(Problem statement) Return all the data, word for word.

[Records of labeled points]
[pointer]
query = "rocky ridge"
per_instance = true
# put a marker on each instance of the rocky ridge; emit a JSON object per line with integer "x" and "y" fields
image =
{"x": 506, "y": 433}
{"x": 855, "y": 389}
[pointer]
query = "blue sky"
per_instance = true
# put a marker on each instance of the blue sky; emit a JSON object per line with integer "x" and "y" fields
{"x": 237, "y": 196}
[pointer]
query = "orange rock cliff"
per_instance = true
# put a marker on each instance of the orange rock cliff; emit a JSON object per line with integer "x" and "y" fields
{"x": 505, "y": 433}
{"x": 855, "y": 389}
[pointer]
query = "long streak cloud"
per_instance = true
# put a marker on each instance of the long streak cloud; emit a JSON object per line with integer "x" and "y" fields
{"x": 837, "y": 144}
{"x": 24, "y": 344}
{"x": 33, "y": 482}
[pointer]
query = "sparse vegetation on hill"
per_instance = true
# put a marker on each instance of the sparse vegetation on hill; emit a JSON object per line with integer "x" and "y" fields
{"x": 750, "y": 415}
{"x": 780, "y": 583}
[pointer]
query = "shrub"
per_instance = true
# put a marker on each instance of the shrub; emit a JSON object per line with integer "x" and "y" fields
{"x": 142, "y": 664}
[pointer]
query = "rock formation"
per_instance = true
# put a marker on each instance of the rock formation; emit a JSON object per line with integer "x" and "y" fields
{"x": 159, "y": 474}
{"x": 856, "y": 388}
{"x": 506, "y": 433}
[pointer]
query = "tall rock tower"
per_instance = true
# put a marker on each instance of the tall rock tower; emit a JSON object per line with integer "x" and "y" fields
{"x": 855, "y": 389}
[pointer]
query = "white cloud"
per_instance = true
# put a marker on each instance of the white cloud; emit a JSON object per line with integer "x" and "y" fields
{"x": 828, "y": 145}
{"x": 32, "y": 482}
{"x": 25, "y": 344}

(Reply)
[pointer]
query = "rocky ridge"
per_instance = true
# put a marker on each instance of the rocky ridge; emit a JSON object per line with integer "x" and "y" fields
image =
{"x": 506, "y": 433}
{"x": 855, "y": 389}
[pointer]
query = "blue sky"
per_instance = true
# put a marker on each instance of the blue sky; emit a JSON object per line with integer "x" and "y" fields
{"x": 237, "y": 196}
[pointer]
query = "orange rock cliff"
per_instance = true
# put a marker on each instance of the orange rock cliff; emit a JSON object per line with integer "x" and "y" fields
{"x": 505, "y": 433}
{"x": 855, "y": 389}
[pointer]
query = "long streak cloud"
per_instance = true
# put a marker on each instance of the long streak cloud; emit a JSON object per line with integer "x" and "y" fields
{"x": 837, "y": 144}
{"x": 24, "y": 344}
{"x": 33, "y": 482}
[pointer]
query = "sparse vegetation on hill"
per_instance = true
# put a marker on each instance of the sparse vegetation on hill; emit a JSON object per line with integer "x" and "y" fields
{"x": 750, "y": 415}
{"x": 780, "y": 583}
[pointer]
query = "shrub"
per_instance = true
# put a marker on each instance of the shrub; emit a JSON object per line with integer "x" and "y" fields
{"x": 142, "y": 664}
[pointer]
query = "rock formation"
per_instance = true
# put a marker on each instance of the rock formation; emit a JSON object per line with integer "x" and "y" fields
{"x": 159, "y": 474}
{"x": 856, "y": 388}
{"x": 506, "y": 433}
[pointer]
query = "tall rock tower"
per_instance = true
# put a marker on each instance of the tall rock tower; emit a JSON object per line with integer "x" and "y" fields
{"x": 855, "y": 389}
[pointer]
query = "white cloud"
per_instance = true
# put a marker on each instance of the white cloud; emit a JSON object per line with integer "x" and "y" fields
{"x": 828, "y": 145}
{"x": 32, "y": 482}
{"x": 25, "y": 344}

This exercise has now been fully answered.